§ **Source extract**

-*-

Running shoes

njrick1

Level 5 Valued Member
Hello Strongfirst,

While minimal shoes are recommended for strength training, I would be curious to hear Strongfirst opinions on traditional running shoes when one is actually running While( relatively short distance). running isn't a traditional strong first practice, it seems that many here do and Id love to here your thoughts on traditional shoes to protect the body from a potentially damaging exercise.

Thanks!
 

offwidth

Level 9 Valued Member
Hello Strongfirst,

While minimal shoes are recommended for strength training, I would be curious to hear Strongfirst opinions on traditional running shoes when one is actually running While( relatively short distance). running isn't a traditional strong first practice, it seems that many here do and Id love to here your thoughts on traditional shoes to protect the body from a potentially damaging exercise.

Thanks!
You are very likely to get a continuum of opinions here.
Some folks recommend minimalist or zero drop shoes for running, and some like me will opt for a more or less traditional running shoe.

-*-

§ **Data**
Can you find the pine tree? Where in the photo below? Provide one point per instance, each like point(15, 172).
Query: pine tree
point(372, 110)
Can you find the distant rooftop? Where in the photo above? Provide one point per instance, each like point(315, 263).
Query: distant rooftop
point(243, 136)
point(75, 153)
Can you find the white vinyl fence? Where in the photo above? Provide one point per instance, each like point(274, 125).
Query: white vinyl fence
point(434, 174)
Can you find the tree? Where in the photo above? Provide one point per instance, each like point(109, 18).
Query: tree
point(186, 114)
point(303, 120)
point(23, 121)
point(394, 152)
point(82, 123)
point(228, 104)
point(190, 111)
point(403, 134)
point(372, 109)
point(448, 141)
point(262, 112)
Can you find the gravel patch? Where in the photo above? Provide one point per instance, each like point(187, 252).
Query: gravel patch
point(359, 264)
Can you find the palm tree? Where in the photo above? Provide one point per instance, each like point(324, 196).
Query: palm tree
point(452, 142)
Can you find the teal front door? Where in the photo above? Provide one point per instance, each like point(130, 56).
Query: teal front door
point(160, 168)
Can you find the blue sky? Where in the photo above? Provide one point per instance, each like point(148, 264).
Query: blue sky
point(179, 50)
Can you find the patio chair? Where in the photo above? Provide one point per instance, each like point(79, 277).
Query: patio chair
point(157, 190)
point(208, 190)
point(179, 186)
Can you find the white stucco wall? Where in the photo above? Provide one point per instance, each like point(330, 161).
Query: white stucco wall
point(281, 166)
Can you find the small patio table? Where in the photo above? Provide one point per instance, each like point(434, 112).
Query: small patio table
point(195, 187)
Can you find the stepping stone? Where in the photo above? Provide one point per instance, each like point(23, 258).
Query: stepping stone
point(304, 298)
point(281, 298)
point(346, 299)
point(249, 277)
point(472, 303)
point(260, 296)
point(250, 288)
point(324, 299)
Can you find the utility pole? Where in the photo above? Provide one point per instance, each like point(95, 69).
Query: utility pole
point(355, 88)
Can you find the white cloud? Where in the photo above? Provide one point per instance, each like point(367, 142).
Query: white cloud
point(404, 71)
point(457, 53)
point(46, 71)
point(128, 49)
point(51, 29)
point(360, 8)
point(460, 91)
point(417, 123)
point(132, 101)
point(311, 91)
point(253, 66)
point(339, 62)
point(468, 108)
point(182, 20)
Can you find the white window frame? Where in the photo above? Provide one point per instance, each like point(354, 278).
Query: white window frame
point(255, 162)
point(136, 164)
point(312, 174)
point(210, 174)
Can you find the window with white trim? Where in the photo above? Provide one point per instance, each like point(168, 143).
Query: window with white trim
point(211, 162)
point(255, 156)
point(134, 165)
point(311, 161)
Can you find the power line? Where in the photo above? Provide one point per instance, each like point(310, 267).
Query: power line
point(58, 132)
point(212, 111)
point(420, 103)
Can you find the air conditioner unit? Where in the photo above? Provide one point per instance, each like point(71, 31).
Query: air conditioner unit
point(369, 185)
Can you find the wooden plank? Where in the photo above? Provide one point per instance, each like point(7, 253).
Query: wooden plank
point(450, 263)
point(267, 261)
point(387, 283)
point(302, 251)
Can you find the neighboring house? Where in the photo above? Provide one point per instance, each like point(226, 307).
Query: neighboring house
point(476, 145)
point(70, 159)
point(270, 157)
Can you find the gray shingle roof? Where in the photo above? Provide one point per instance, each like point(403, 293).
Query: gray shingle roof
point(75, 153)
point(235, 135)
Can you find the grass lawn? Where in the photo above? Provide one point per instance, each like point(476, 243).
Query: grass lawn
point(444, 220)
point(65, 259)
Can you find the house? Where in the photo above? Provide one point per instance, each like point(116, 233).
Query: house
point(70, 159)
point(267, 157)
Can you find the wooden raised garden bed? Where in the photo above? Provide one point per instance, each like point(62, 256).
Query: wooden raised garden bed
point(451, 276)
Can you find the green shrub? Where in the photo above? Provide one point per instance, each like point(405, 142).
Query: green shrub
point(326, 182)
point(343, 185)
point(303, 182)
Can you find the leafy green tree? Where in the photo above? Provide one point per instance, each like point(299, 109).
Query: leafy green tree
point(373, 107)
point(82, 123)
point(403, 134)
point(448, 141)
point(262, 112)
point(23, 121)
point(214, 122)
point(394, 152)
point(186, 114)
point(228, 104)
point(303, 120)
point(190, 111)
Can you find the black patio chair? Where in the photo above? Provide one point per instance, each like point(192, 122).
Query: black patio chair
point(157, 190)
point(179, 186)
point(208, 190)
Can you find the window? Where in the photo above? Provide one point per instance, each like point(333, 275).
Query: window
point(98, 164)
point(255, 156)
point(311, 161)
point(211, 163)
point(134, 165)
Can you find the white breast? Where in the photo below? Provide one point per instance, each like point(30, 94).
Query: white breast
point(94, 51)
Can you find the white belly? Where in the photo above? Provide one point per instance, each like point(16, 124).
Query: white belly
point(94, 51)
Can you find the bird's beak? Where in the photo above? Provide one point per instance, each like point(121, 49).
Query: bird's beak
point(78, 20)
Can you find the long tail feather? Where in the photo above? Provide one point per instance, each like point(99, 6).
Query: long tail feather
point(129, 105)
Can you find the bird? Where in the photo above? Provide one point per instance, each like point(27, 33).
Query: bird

-*-

§ **Tasks to carry out**
A. In the running shoes thread, what type of shoe does the member offwidth say they will choose for running?
B. Please pick up the running shoes thread right after its last sentence and carry it on.
The lines above come from a separate source and are unrelated to the running shoes thread.

§ **Answers**
A. A more or less traditional running shoe.

B.
There might also be differing recommendations based upon the terrain you are running on. (Roads vs rugged trails for instance...)

"relatively short distance" is in itself relative. My perception of that is most likely to be different than yours...

And please note that MOST exercise is potentially damaging; it's not restricted to running... It all depends on how one approaches it...
 

Tim Randolph

Level 7 Valued Member
I have been a recreational runner for close to 20 years after life and work made it too hard to keep playing field sports. About 5 years into becoming a runner, I had permanently sore knees and really didn’t feel like running was a net positive.

A few years later, minimalist shoes came out. I had mostly played ultimate barefoot so these really appealed to me. I tried them out running and the knee pain was gone. So for me at least minimalist shoes are key to being a runner.

For everyone they are a lot more self-regulating than conventional running shoes and promote a more “natural” stride. But this doesn’t mean everyone should wear minimalist shoes for running. There are runners with the opposite story of mine. So even though I believe in the theory and they work for me, I won’t make a blanket recommendation.
 

vegpedlr

Level 6 Valued Member
The ones that fit.

I’ve always run in traditional Asics and Mizuno because I have Japanese shaped feet, though I’ve had a couple of good Adidas.

A specialty running shop is a good resource.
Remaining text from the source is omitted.